One exact copy of the listing, minus the images, is the required answer.

____

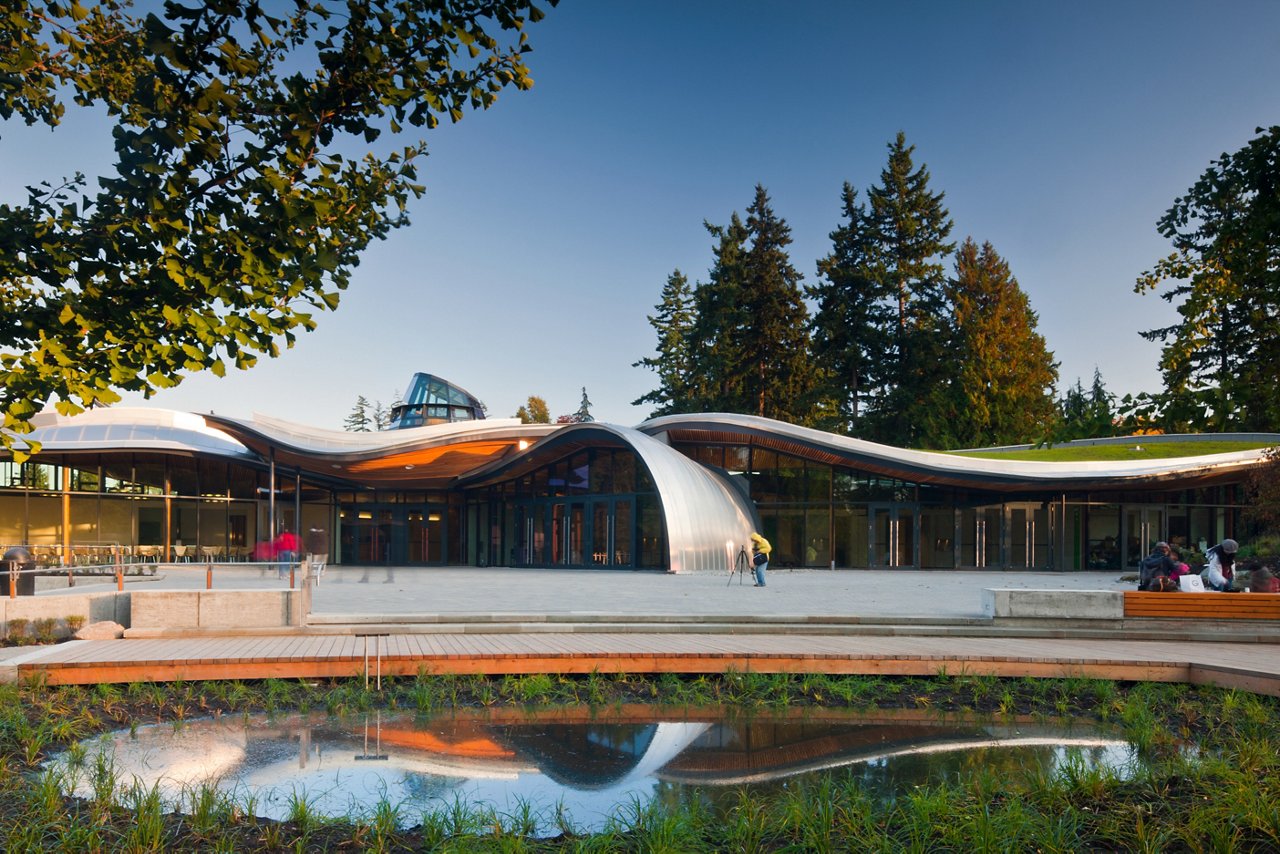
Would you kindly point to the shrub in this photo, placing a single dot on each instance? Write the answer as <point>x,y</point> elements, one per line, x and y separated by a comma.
<point>46,630</point>
<point>17,631</point>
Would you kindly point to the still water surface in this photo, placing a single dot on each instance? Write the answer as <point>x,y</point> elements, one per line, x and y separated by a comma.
<point>589,767</point>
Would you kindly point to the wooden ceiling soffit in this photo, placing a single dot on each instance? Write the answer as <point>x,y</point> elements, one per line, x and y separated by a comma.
<point>922,475</point>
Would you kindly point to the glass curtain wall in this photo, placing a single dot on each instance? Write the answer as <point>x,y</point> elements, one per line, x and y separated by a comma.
<point>150,507</point>
<point>593,508</point>
<point>817,515</point>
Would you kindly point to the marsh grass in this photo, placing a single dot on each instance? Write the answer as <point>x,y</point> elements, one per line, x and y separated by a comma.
<point>1211,780</point>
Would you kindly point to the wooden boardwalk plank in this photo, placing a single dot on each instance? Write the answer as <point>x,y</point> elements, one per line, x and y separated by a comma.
<point>1247,666</point>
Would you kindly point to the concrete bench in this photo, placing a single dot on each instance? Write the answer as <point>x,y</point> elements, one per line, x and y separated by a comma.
<point>1202,606</point>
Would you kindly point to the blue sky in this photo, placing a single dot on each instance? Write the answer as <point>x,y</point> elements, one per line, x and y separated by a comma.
<point>1059,132</point>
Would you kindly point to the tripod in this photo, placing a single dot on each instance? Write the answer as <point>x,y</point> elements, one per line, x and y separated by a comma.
<point>741,566</point>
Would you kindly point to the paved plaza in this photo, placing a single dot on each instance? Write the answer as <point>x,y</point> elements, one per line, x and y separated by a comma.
<point>906,594</point>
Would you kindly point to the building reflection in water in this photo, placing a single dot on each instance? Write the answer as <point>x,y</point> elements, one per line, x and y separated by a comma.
<point>588,767</point>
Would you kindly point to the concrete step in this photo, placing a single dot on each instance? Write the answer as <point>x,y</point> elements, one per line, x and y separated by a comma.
<point>639,625</point>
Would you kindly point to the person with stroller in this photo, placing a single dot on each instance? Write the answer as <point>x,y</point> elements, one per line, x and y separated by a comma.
<point>1157,565</point>
<point>760,548</point>
<point>1221,562</point>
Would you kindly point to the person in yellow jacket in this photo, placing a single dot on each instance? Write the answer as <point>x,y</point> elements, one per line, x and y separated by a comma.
<point>760,548</point>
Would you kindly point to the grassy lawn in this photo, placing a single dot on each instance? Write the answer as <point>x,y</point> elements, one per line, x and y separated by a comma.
<point>1136,450</point>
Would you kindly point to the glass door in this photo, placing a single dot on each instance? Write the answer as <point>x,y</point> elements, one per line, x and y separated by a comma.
<point>1029,542</point>
<point>892,534</point>
<point>611,531</point>
<point>1143,528</point>
<point>979,537</point>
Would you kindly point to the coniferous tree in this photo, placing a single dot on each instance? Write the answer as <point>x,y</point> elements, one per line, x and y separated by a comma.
<point>1004,375</point>
<point>359,419</point>
<point>714,339</point>
<point>673,323</point>
<point>775,341</point>
<point>749,341</point>
<point>1086,415</point>
<point>1219,361</point>
<point>909,229</point>
<point>535,411</point>
<point>850,323</point>
<point>584,410</point>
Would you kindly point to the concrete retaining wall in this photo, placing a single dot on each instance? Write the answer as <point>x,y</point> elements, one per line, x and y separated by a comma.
<point>1054,604</point>
<point>92,607</point>
<point>216,608</point>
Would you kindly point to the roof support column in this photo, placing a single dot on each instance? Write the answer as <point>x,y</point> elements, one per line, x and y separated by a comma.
<point>270,497</point>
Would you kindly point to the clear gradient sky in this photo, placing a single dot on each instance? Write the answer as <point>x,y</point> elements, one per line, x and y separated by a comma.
<point>1059,132</point>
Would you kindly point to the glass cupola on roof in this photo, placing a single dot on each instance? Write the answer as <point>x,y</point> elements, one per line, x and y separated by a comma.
<point>432,400</point>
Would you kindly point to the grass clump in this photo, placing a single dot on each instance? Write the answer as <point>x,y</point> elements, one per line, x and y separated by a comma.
<point>1224,794</point>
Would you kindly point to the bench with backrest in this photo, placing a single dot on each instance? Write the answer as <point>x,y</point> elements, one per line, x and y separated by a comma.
<point>1202,606</point>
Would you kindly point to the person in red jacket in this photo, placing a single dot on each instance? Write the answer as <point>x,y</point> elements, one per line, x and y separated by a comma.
<point>286,548</point>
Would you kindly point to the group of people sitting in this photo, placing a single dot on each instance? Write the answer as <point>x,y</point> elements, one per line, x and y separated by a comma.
<point>1164,567</point>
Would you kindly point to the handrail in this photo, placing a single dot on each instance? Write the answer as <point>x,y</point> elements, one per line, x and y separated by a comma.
<point>119,570</point>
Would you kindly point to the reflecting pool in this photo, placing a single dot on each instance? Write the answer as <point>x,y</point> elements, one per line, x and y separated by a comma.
<point>585,766</point>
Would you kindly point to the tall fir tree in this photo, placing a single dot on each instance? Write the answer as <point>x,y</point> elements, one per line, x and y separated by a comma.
<point>1219,361</point>
<point>749,341</point>
<point>673,323</point>
<point>717,318</point>
<point>584,410</point>
<point>1002,387</point>
<point>850,322</point>
<point>359,420</point>
<point>1086,415</point>
<point>775,338</point>
<point>534,411</point>
<point>909,229</point>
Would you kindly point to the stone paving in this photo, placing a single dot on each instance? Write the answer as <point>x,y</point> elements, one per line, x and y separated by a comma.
<point>881,594</point>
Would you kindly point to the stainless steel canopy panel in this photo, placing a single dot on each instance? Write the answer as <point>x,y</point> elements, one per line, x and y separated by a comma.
<point>133,429</point>
<point>705,517</point>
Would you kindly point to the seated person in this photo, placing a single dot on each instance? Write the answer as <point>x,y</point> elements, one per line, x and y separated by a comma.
<point>1155,565</point>
<point>1221,562</point>
<point>1180,567</point>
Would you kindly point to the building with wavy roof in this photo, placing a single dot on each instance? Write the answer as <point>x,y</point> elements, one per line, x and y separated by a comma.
<point>676,493</point>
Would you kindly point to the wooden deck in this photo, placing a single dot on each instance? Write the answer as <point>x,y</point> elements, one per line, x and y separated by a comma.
<point>1247,666</point>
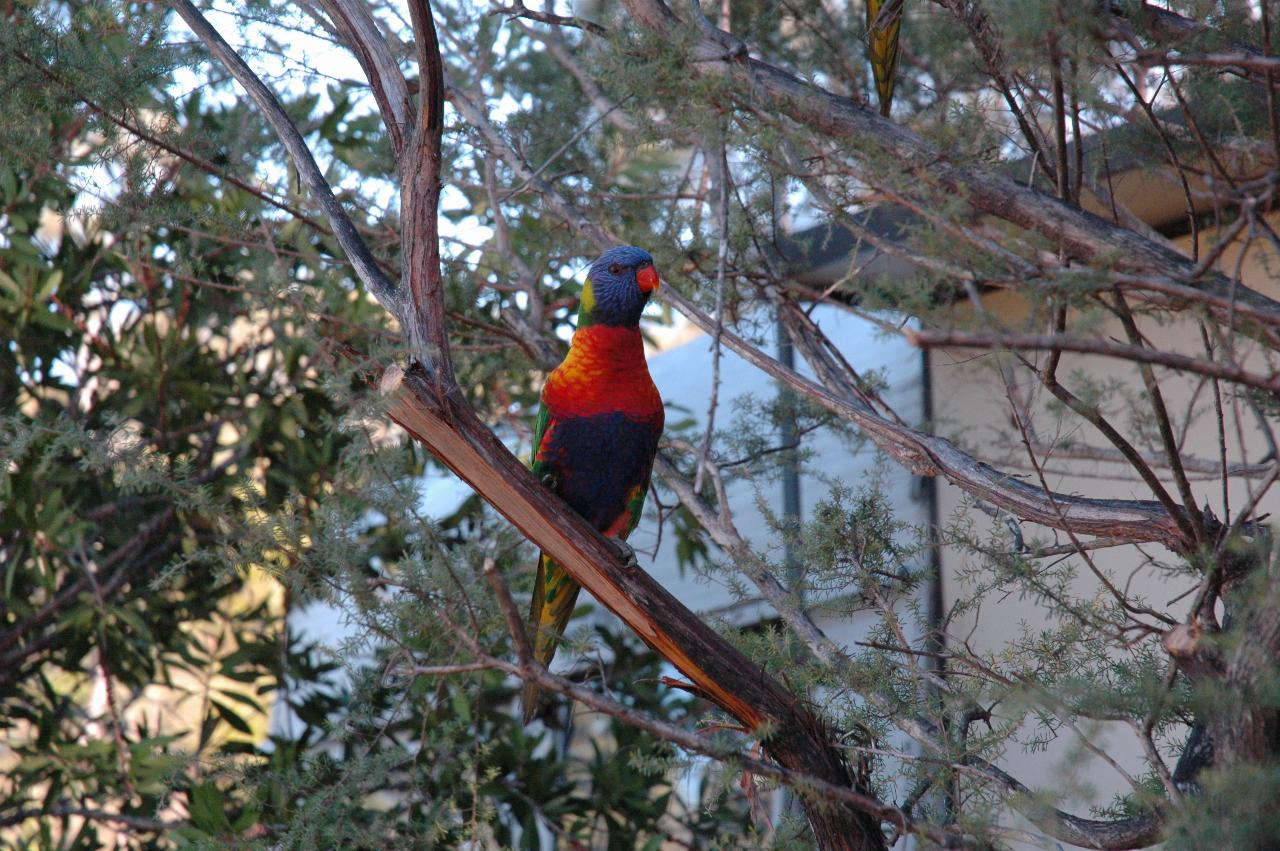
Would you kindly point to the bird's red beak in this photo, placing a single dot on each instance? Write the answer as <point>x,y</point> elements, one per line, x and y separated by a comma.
<point>648,279</point>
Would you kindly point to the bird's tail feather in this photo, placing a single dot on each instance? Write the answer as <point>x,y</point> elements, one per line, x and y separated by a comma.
<point>554,594</point>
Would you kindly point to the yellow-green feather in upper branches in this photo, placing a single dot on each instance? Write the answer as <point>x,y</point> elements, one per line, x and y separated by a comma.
<point>883,22</point>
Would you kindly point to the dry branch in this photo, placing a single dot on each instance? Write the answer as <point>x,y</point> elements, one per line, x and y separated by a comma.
<point>1082,234</point>
<point>435,415</point>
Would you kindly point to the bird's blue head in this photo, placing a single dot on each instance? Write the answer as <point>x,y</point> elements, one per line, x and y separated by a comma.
<point>620,283</point>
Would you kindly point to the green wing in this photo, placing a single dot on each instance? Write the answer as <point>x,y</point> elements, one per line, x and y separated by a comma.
<point>554,590</point>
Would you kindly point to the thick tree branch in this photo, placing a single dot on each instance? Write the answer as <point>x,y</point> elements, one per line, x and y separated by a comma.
<point>359,31</point>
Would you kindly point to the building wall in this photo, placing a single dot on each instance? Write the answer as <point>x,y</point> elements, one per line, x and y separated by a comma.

____

▶ [Expected output]:
Would you kindly point to the shrub in this photo, placing a single dot on each instance? Write the answer as <point>x,y</point> elements, one per line, x and y separated by a comma.
<point>46,630</point>
<point>17,631</point>
Would you kindly point to the still water surface in this photo, placing a single dot on each instance? Write the answer as <point>x,y</point> elements, one per line, x and y separated by a comma.
<point>589,767</point>
Would you kindly point to the wooden ceiling soffit in this photo, placing a single dot on each instance? Write the answer as <point>x,y</point> elements, one per line, x and y separated by a comma.
<point>922,475</point>
Would you kindly point to the glass curtain wall in this photo, placing a single dot on each instance? Write the answer as <point>x,y</point> elements, one per line, x and y separated by a comma.
<point>150,507</point>
<point>593,508</point>
<point>817,515</point>
Would you kindly point to the marsh grass in this photo, placing a single dot on each instance? Write the answer as <point>x,y</point> elements, one per line, x and y separated by a comma.
<point>1211,780</point>
Would you kindly point to the wooden boardwalk plank in this photo, placing a single dot on each instance? Write the answer as <point>x,y</point> elements, one per line, x and y separated by a comma.
<point>1247,666</point>
Would you kindly point to the concrete bench in this photo, placing a single dot on each instance? Write the answer as <point>x,y</point> elements, one per line, x and y separated by a comma.
<point>1202,606</point>
Would you kindly point to the blue sky in this photo, placing a single dot on each instance? Write the answer as <point>x,y</point> elements, one per line, x and y separated by a comma.
<point>1059,132</point>
Would you kindly point to the tripod in this photo, placing a single dot on each instance? Write the answer as <point>x,y</point> elements, one per line, x and y separated by a comma.
<point>741,566</point>
Would you kindly point to the paved plaza in this photo, placing a single dot on each instance? Write the answer as <point>x,y</point> elements, one per line, x and y separated by a comma.
<point>906,594</point>
Would you kindly point to the building reflection in water in this photo, placing a single dot on each instance? Write the answer as <point>x,y</point> elements, one per line, x and y separated by a comma.
<point>588,767</point>
Would you kindly point to the concrete step in this photo, placing a single dot on each instance? Write the answer as <point>x,y</point> elements, one per line, x and y separated by a comma.
<point>639,625</point>
Would you kindly point to the person with stroller in this photo, placing a single dot on each instance? Write the answer as <point>x,y</point> elements, one per line, x and y separated by a comma.
<point>1157,565</point>
<point>760,548</point>
<point>1221,562</point>
Would you kindly point to the person in yellow jacket in this photo, placing a single dot on each instance? Write the answer as <point>x,y</point> elements, one per line, x and y separated by a comma.
<point>760,548</point>
Would you kindly point to the grassy lawn in this photo, placing a single dot on each instance? Write the answer as <point>x,y</point> elements, one per line, x and y separated by a comma.
<point>1136,450</point>
Would you kindly point to the glass door in this photo, placing a single dot on each instance? Write the answer as <point>x,y</point> elements, one per line, x and y separated by a comma.
<point>1029,542</point>
<point>892,534</point>
<point>611,531</point>
<point>1143,528</point>
<point>979,537</point>
Would you kindly point to the coniferous tree in this photo, placing a single dot on each instance? Write the answer as <point>x,y</point> elements, one per line, x and y separated by a comma.
<point>1004,375</point>
<point>359,419</point>
<point>714,339</point>
<point>673,323</point>
<point>775,341</point>
<point>749,341</point>
<point>1086,415</point>
<point>1219,361</point>
<point>909,229</point>
<point>535,411</point>
<point>850,323</point>
<point>584,410</point>
Would you kindly point to the concrete retaining wall in this photo, placing a single dot on each instance? Write the answer as <point>x,y</point> elements, one per line, x and y separated by a comma.
<point>1054,604</point>
<point>92,607</point>
<point>216,608</point>
Would you kindly point to the roof support column in this photo, placing a single dot on each instance? Write the answer as <point>x,y</point> elements, one per line, x and y separated by a comma.
<point>270,497</point>
Would you kindly point to the clear gradient sky in this photo, placing a single dot on each instance? Write the answer as <point>x,y</point> elements, one per line, x and y separated by a comma.
<point>1059,132</point>
Would you kindly point to the glass cupola on roof in this photo, placing a single dot on each instance? Write the answer as <point>x,y</point> elements, one per line, x and y separated by a comma.
<point>432,400</point>
Would you kindly point to the grass clump in this photo, placing a single dot on each instance? Write the answer as <point>x,y</point> elements, one per line, x and y separated by a comma.
<point>1224,794</point>
Would you kindly point to the bench with backrest in this photo, placing a single dot on each instance? Write the answer as <point>x,y</point> elements, one per line, x and y separated by a comma.
<point>1202,606</point>
Would you kindly point to the person in red jacket in this photo, placing a single dot on each instance? Write the answer as <point>x,y</point> elements, one per line, x and y separated by a comma.
<point>286,548</point>
Would you kindly point to the group of people sitting in this photo, placing a single dot on each instance? Write the answer as <point>x,y</point> elements, one per line, x and y separated by a comma.
<point>1164,567</point>
Would you kindly point to the handrail in this photo, placing a single dot on each instance? Write the answer as <point>x,y</point> elements, one per line, x and y separated by a comma.
<point>119,570</point>
Would you kindly point to the reflecting pool in this photo, placing a single dot on each instance? Write the answer as <point>x,y</point> elements, one per line, x and y separated by a comma.
<point>585,766</point>
Would you kindly point to the tall fir tree in this photo, placing a single dot on each instance? Write the answer as <point>x,y</point> elements, one per line, x and y separated by a comma.
<point>1219,361</point>
<point>749,341</point>
<point>673,323</point>
<point>717,318</point>
<point>584,410</point>
<point>1002,387</point>
<point>850,322</point>
<point>359,420</point>
<point>1086,415</point>
<point>775,338</point>
<point>534,411</point>
<point>909,229</point>
Would you kindly point to the stone paving in this photo, placing a single dot on each instance? Write the answer as <point>x,y</point> elements, one per line, x and y separated by a comma.
<point>881,594</point>
Would you kindly point to the stainless steel canopy panel in this photo, placing a single dot on each instance? Write the answer as <point>x,y</point> elements, one per line, x and y separated by a comma.
<point>133,429</point>
<point>705,517</point>
Would you kindly point to the seated person in this photo, placing a single dot on each instance? Write the answer as <point>x,y</point> elements, one per line, x and y separated by a comma.
<point>1155,565</point>
<point>1221,562</point>
<point>1180,567</point>
Would you kindly point to the building with wavy roof in this photo, placing a single dot on each instance? Write the answer as <point>x,y</point> elements, one per line, x and y separated by a comma.
<point>676,493</point>
Would you kindly point to the wooden deck in this photo, placing a single dot on each instance? Write the answer as <point>x,y</point> elements, one per line, x and y separated by a comma.
<point>1247,666</point>
Would you kindly point to the bird's red beak in this photo, placing a single dot on each instance? Write the answer as <point>x,y</point> elements, one per line, x and y separated by a comma.
<point>648,279</point>
Would you kindly point to the bird's tail feather in this photo, placing a single dot on each instance? Write the answer as <point>x,y</point> elements, one per line, x and y separated by a comma.
<point>554,594</point>
Would you kindly point to the yellow-green feather in upper branches in this photo, placing a single dot on each instance? Write the answer as <point>x,y</point> elements, one per line, x and y separated by a comma.
<point>883,22</point>
Would you kindly point to the dry branch in this photo, placing a single dot on each instance? Write the answer as <point>x,y</point> elements, one per line, x and y separated by a comma.
<point>1082,234</point>
<point>435,415</point>
Would you kindly point to the bird's blue head in this photo, placing a single dot on each instance? Write the answer as <point>x,y</point> elements, one per line, x and y separated by a comma.
<point>620,283</point>
Would you kindly point to the green wing in this photo, placing a single dot on each instance? Write the answer as <point>x,y</point> elements, one per line, x and y separated by a comma.
<point>554,590</point>
Would you kindly point to the thick tree branch in this photo, placing a single dot on each instance? Write the answer as <point>x,y</point> elements, one per line, x and y separated by a comma.
<point>359,31</point>
Would you kindly point to the building wall in this photo, placing a single dot on each instance? Write the answer as <point>x,y</point> elements, one per line, x and y separated by a comma.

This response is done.